• **What you will do**:
a - Answer these questions from the article on Layer 7 Technologies below:
(i) What is Scott Morrison's position at Layer 7 Technologies?
(ii) According to the article, what takes care of low-level attacks?
(iii) Which enterprise customers does the article name?
b - Print the part of the Layer 7 article below starting at "I recently spoke" and ending at "enterprise’s internal infrastructure.".
c - Translate this sentence from the Layer 7 article below into Spanish: "It’s amazingly easy to take down a server with a huge XML document."

• **Given passage**:
=-=-=
I recently spoke with Scott Morrison, VP Engineering at Layer 7 Technologies, a SOA and governance company that has been doing appliance based gateways for years looking at traffic, cryptography, authentication, authorization, etc, and setting rules and policy. Layer 7 is now moving what they do into the clouds. From their release;
With Layer 7’s AMI, Amazon applications are safe from attack. Layer 7’s gateway is the public face and everything goes through it. Layer 7 looks at the application layer information and decides whether it will get to its destination. DDoS attacks that move up the stack is what the new appliance targets. Routers and conventional equipment take care of low-level attacks. It’s amazingly easy to take down a server with a huge XML document. Layer 7 can detect that and make sure it can’t get into an enterprise’s internal infrastructure.
Their rationale for this move is their perception that, with the rise to fame of virtualization, the management and monitoring of virtual machine (VM) instances received a lot of attention. Security, however, has been relegated to a second-order problem and remains largely unaddressed.
Layer 7 is cogniscent of the fact that governance is not just about technology, rather it is about policy and process – infrastructure is simply a tool, and the capabilities of these tools should never define what governance means to you.
Layer 7 is trying to provide a deep and fine-grained view over security in the clouds and does this by creating the virtualized Policy Enforcement Point – they’re not about low-level network protection: rather, their products are designed to help people who are moving up the stack using XML-based protocols put access control decisions into applications. The PEP is an SOA gateway that combines enforcement, monitoring, decision-making, lifecycle management, and localized registry/repository in a single virtual appliance. A cloud embodiment of a physical governance appliance if you will, mimicking virtual servers, the cloud embodiment of physical hardware.
It’s a way to make applications run within EC2 appear as extended parts of an organizations own enterprise. A natural fit to the recent move towards virtual private clouds, and a move seemingly attracting some high profile proponents – government customers include: U.S. Department of Defense, Federal Aviation Administration, Department of Transportation, the US armed forces (Army, Navy, Air Force, Coast Guard) and the Dutch Ministry of Health. Enterprise customers include Raytheon and the University of Chicago Medical Center and Kenexa.
=-=-=
• **Data for analysis**:
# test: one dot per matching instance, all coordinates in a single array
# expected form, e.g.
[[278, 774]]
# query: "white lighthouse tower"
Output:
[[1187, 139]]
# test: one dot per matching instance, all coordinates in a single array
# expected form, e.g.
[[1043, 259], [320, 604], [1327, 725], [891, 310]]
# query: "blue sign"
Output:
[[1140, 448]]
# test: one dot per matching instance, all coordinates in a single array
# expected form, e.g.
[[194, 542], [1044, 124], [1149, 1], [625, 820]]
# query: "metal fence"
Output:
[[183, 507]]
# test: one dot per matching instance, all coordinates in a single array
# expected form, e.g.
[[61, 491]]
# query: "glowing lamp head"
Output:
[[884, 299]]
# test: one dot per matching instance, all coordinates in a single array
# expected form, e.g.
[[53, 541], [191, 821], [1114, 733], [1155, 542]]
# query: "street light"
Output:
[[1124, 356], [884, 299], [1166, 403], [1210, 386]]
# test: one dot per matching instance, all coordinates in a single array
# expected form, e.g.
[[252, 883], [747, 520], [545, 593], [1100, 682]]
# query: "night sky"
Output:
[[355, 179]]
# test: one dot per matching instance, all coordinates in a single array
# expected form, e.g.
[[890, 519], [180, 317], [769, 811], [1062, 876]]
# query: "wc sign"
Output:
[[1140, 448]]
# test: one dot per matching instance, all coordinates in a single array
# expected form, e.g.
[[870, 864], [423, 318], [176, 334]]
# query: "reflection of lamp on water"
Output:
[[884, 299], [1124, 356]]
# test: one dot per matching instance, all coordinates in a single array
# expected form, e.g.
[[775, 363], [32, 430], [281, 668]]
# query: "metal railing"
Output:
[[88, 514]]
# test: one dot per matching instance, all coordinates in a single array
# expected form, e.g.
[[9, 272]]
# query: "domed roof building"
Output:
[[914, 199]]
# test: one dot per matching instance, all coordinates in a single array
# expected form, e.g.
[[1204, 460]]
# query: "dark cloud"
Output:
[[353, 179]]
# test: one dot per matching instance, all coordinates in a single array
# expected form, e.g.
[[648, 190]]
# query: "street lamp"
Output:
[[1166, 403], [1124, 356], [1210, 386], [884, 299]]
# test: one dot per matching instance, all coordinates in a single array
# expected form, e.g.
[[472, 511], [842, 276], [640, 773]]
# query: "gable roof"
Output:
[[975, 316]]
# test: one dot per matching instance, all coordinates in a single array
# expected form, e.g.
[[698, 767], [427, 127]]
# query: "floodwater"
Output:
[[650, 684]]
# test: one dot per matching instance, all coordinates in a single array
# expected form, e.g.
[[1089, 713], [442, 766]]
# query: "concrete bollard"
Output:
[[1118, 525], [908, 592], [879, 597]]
=-=-=
• **Activity answers**:
a -
(i) VP Engineering
(ii) Routers and conventional equipment
(iii) Raytheon, the University of Chicago Medical Center, and Kenexa

b -
I recently spoke with Scott Morrison, VP Engineering at Layer 7 Technologies, a SOA and governance company that has been doing appliance based gateways for years looking at traffic, cryptography, authentication, authorization, etc, and setting rules and policy. Layer 7 is now moving what they do into the clouds. From their release;
With Layer 7’s AMI, Amazon applications are safe from attack. Layer 7’s gateway is the public face and everything goes through it. Layer 7 looks at the application layer information and decides whether it will get to its destination. DDoS attacks that move up the stack is what the new appliance targets. Routers and conventional equipment take care of low-level attacks. It’s amazingly easy to take down a server with a huge XML document. Layer 7 can detect that and make sure it can’t get into an enterprise’s internal infrastructure.

c - Es asombrosamente fácil derribar un servidor con un documento XML enorme.